[Records from a data source]
---
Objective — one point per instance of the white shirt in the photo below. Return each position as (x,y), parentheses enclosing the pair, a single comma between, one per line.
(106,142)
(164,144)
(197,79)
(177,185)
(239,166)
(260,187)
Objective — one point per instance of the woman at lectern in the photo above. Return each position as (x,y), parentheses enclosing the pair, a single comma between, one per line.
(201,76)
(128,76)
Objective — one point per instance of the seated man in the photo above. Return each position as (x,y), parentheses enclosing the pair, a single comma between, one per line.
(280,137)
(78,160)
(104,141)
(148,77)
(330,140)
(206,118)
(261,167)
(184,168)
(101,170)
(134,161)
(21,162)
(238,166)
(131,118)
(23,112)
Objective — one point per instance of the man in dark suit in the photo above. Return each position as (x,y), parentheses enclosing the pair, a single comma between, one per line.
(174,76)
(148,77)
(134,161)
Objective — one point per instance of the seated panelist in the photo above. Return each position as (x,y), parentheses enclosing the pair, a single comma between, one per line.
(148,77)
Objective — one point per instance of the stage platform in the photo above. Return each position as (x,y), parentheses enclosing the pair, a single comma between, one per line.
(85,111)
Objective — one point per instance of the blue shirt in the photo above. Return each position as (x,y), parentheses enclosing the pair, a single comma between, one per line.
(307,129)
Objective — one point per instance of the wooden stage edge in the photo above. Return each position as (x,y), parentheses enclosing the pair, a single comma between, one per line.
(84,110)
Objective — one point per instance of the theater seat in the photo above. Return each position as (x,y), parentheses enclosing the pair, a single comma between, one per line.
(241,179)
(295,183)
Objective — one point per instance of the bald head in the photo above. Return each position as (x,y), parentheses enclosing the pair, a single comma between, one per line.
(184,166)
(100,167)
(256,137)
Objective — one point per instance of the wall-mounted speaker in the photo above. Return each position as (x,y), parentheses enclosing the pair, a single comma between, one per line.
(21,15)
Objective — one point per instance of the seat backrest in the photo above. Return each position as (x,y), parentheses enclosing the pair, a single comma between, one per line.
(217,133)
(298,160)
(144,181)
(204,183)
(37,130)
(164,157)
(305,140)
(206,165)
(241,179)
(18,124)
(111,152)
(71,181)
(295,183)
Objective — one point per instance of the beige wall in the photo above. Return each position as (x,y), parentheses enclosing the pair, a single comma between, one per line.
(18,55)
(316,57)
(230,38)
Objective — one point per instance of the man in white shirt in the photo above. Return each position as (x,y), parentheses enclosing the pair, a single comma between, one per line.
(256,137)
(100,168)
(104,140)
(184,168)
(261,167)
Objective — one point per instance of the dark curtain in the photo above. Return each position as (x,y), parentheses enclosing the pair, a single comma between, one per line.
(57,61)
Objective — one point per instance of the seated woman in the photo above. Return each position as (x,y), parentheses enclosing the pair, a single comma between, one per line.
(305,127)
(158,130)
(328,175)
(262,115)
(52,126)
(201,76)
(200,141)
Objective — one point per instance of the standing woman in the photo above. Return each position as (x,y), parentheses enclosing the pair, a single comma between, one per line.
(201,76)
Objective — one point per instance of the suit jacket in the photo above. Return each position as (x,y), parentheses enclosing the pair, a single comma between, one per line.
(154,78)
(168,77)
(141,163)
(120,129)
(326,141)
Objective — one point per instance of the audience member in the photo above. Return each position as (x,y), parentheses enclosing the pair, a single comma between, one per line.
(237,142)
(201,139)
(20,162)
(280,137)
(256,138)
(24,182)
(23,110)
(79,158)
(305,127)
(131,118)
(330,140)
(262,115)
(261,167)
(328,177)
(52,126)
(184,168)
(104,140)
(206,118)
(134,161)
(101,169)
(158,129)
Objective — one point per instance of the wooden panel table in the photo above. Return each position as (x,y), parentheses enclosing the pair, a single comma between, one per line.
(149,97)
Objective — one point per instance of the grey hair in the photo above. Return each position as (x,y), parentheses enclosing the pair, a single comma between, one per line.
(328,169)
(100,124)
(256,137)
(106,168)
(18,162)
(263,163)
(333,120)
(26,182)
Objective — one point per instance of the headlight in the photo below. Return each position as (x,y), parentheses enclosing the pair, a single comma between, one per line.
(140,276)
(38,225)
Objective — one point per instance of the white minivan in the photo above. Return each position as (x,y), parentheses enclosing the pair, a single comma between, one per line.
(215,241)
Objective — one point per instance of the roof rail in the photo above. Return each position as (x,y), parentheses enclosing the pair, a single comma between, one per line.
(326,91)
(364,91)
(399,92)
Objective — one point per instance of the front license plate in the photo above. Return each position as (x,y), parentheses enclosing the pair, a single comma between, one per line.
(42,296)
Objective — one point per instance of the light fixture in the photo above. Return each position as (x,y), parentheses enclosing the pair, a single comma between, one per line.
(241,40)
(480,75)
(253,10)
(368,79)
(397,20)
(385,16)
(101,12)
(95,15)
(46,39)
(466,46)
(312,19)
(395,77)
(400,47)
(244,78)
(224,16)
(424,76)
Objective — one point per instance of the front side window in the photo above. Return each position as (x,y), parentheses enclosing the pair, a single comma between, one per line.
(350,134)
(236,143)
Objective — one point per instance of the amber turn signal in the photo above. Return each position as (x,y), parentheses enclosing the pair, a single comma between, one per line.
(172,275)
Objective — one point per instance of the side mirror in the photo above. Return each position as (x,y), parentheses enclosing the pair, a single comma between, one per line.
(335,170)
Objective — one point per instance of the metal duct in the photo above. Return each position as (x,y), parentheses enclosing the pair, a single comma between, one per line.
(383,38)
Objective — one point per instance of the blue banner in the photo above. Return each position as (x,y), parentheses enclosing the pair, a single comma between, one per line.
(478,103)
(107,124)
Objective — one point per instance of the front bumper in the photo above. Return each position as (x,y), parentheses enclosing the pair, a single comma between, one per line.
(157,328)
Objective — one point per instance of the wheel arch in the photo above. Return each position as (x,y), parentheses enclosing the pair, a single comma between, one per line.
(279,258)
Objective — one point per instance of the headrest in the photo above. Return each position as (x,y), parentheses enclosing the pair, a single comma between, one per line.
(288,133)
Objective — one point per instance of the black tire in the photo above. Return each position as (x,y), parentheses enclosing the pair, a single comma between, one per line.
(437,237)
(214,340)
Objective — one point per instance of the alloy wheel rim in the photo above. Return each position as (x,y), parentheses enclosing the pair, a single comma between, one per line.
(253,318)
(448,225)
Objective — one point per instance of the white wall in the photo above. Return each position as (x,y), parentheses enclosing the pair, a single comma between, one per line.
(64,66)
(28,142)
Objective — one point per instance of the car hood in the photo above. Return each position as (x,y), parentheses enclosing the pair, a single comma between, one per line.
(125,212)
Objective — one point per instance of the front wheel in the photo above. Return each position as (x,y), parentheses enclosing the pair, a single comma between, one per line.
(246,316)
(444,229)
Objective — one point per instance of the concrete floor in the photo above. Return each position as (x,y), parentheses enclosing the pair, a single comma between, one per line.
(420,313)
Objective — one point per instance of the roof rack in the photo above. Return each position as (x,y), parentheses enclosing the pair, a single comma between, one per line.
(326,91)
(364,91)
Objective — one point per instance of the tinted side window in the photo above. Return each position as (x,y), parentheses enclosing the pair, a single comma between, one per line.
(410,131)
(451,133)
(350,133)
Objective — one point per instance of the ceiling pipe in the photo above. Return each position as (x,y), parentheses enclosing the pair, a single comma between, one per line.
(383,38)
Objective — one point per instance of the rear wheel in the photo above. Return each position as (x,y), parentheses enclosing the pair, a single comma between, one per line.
---
Copy the data above exactly. Every line must be included.

§ **In response**
Objective — one point per instance of the white shirt in the photo below. Return each position as (x,y), parentheses enclosing the pair, a single comma between, one per line.
(106,142)
(164,144)
(197,79)
(177,185)
(239,166)
(260,187)
Objective — one point per instance of the woman at lectern in the photo above. Return each position as (x,y), parentheses enclosing the pair, a single comma between, one per line.
(201,76)
(128,76)
Objective — one point per instance of the seated man in the photo above. Return each position as (x,y), parentheses enclosing the pair, a single comma between, one per line.
(280,137)
(78,160)
(104,141)
(148,77)
(330,140)
(206,118)
(261,167)
(184,168)
(101,170)
(134,161)
(21,162)
(238,166)
(131,118)
(23,112)
Objective — one point per instance of the man in dark suit in the photo above. Return each position as (x,y), parentheses enclosing the pair, a single comma between, one per line.
(174,76)
(148,77)
(134,161)
Objective — one point per instance of the seated panelist in the photo above. Return each position as (x,y), parentheses enclosing the pair, a single comma between, one per line.
(148,77)
Objective — one point per instance of the stage platform in the photo above. Return each position as (x,y), parentheses enclosing the pair, a single comma between, one per line.
(85,111)
Objective — one point per instance of the blue shirt in the photo above. Return each position as (x,y), parentheses enclosing the pair, a single comma between, one per line.
(307,129)
Objective — one point per instance of the wooden stage edge in the photo above. Return each position as (x,y), parentheses enclosing the pair, a single comma between, one per line.
(84,110)
Objective — one point per instance of the theater seat in the photo above. Return each position as (x,y), parentheses enclosing the pair, a single comma between, one per line.
(241,179)
(295,183)
Objective — one point per instance of the bald head in the photo above. Return each position as (x,y), parentheses enclosing the pair, a single comma between, one per line.
(184,166)
(100,167)
(256,137)
Objective — one point per instance of the wall-mounted speaker in the photo above. Return each position as (x,y), parentheses enclosing the pair, a single comma between, one per line.
(21,15)
Objective — one point per instance of the seat backrest in the photo above. Return each position as (x,y), parentheses enclosing the pair, a single comma between, one per line.
(217,133)
(298,160)
(144,181)
(204,183)
(37,130)
(164,157)
(305,140)
(206,165)
(241,179)
(18,124)
(111,152)
(71,181)
(295,183)
Objective — one point per instance of the beige wall in the photo above. Return each position as (x,y), parentheses enclosing the pair, a single comma between, one per line.
(18,55)
(316,57)
(230,38)
Objective — one point per instance of the man in white shirt in the photo above. Return each position as (x,y), parentheses enclosing the pair, a single comma between, one per line.
(256,137)
(100,168)
(104,140)
(184,168)
(261,167)
Objective — one point per instance of the dark curtain in the photo above. Return each position as (x,y), parentheses enclosing the pair, a single comma between, one per line.
(57,61)
Objective — one point per instance of the seated woman in the photo above. Return each position as (x,y), parentheses enclosing the pair, a single comma between, one per line.
(305,127)
(158,130)
(328,175)
(262,115)
(52,126)
(201,76)
(200,141)
Objective — one point per instance of the standing woman in the photo above. Return each position as (x,y), parentheses enclosing the pair, a single comma between, one per line.
(201,76)
Objective — one point per instance of the suit jacket in the photo above. Return each position as (x,y), parentheses enclosing the pair, a single comma between, one per line.
(154,78)
(168,77)
(141,163)
(120,129)
(326,141)
Objective — one point per instance of the audience member in the photo above. Return each position as (x,y), parentheses enclosing the pair, a single comma between, one per line.
(237,142)
(201,139)
(20,162)
(280,137)
(256,138)
(24,182)
(23,110)
(79,158)
(305,127)
(131,118)
(330,140)
(262,115)
(261,167)
(328,177)
(52,126)
(184,168)
(104,140)
(206,118)
(134,161)
(101,169)
(158,129)
Objective — one point per instance of the wooden panel table in the photo above. Return each position as (x,y), parentheses enclosing the pair, a single comma between, one per line.
(149,97)
Objective — one point per instance of the grey hair in the photo above. Return each position as (x,y), parentheses enclosing the pair, a single comma between, one per line.
(328,169)
(100,124)
(256,137)
(106,168)
(18,162)
(263,163)
(333,120)
(26,182)
Objective — one point per instance of the headlight in the photo below. Return each position as (x,y), parentheses enclosing the pair, a single comma between, one per line.
(140,276)
(38,225)
Objective — one point per instance of the white minivan in the photo above. Return each position as (x,y), parentheses enclosing the pair, a single comma between, one per line.
(215,241)
Objective — one point per instance of the roof rail in the photo above. Return each position as (x,y), parentheses enclosing the pair, a single comma between, one per line.
(326,91)
(364,91)
(399,92)
Objective — one point per instance of the front license plate in the photo above. Return each position as (x,y), parentheses enclosing the pair, a single comma between, one per line.
(42,296)
Objective — one point per instance of the light fixture in the photo above. Return each position as (x,y), parentheses enclosing the pair, a single comma between, one per line.
(241,40)
(480,75)
(253,10)
(368,79)
(397,20)
(385,16)
(101,12)
(95,15)
(46,39)
(466,46)
(312,19)
(395,77)
(400,47)
(244,78)
(224,16)
(424,76)
Objective — one point per instance of the front side window in the photo above. Return each position as (x,y), parentheses enclosing the pair, a single comma between, one per line.
(350,134)
(236,143)
Objective — one point per instance of the amber turn signal in the photo above. Return each position as (x,y), parentheses enclosing the pair, a single comma between, one per line.
(172,275)
Objective — one point per instance of the side mirror in the photo above. Return each position as (x,y), parentheses enclosing the pair, a single comma between, one per line.
(335,170)
Objective — one point per instance of the metal duct in the photo above. Return each position as (x,y), parentheses enclosing the pair, a single comma between, one per line.
(383,38)
Objective — one point per instance of the blue banner in the photo above. Return each position as (x,y), parentheses enclosing the pair, a single comma between, one per line.
(478,103)
(107,124)
Objective — one point per instance of the front bumper in the photo above. Return each position as (x,y), parentheses enclosing the pair, a single comma between, one per line.
(157,328)
Objective — one point per instance of the wheel arch in the photo above. Return each position as (x,y), parentheses enclosing the pair, a single comma between, one per line.
(279,258)
Objective — one point per instance of the headrest in the photo above. Return each position as (x,y), parentheses enclosing the pair, a single comma between, one per line.
(288,133)
Objective — one point per instance of the black tire in the photo above. Return each position as (x,y), parentheses enclosing the pair, a single comma between, one per line.
(437,237)
(214,340)
Objective — one point per instance of the alloy wheel rim in the photo above. Return each position as (x,y), parentheses enclosing the pair, a single comma between, one per line.
(253,318)
(448,225)
Objective — one point per instance of the white wall in the photo above. Return each position as (x,y), parentheses enclosing the pair, a single comma between, one per line.
(64,66)
(28,142)
Objective — one point per instance of the car hood in the photo above. Return each position as (x,y), parentheses enclosing the pair, a single comma between, one per line.
(125,212)
Objective — one point per instance of the front wheel in the photo above. Return each position as (x,y), parentheses enclosing the pair, a single comma between, one per line.
(246,316)
(444,229)
Objective — one point per instance of the concrete floor in the photo above. Return each position as (x,y), parentheses enclosing the pair, a single comma between, one per line.
(420,313)
Objective — one point per instance of the roof rack in the photo above. Return each position as (x,y), parentheses enclosing the pair, a single comma between, one per line.
(326,91)
(364,91)
Objective — one point per instance of the tinted side window in the photo above. Return each position as (x,y), parentheses enclosing the pair, a single comma between, one per line.
(410,131)
(451,133)
(350,133)
Objective — one point per instance of the ceiling pipe in the photo above. Return each position as (x,y), parentheses enclosing the pair, a single comma between, one per line.
(383,38)
Objective — one point per instance of the rear wheel in the photo above. Return each position as (x,y), parentheses enclosing the pair, a single comma between, one per line.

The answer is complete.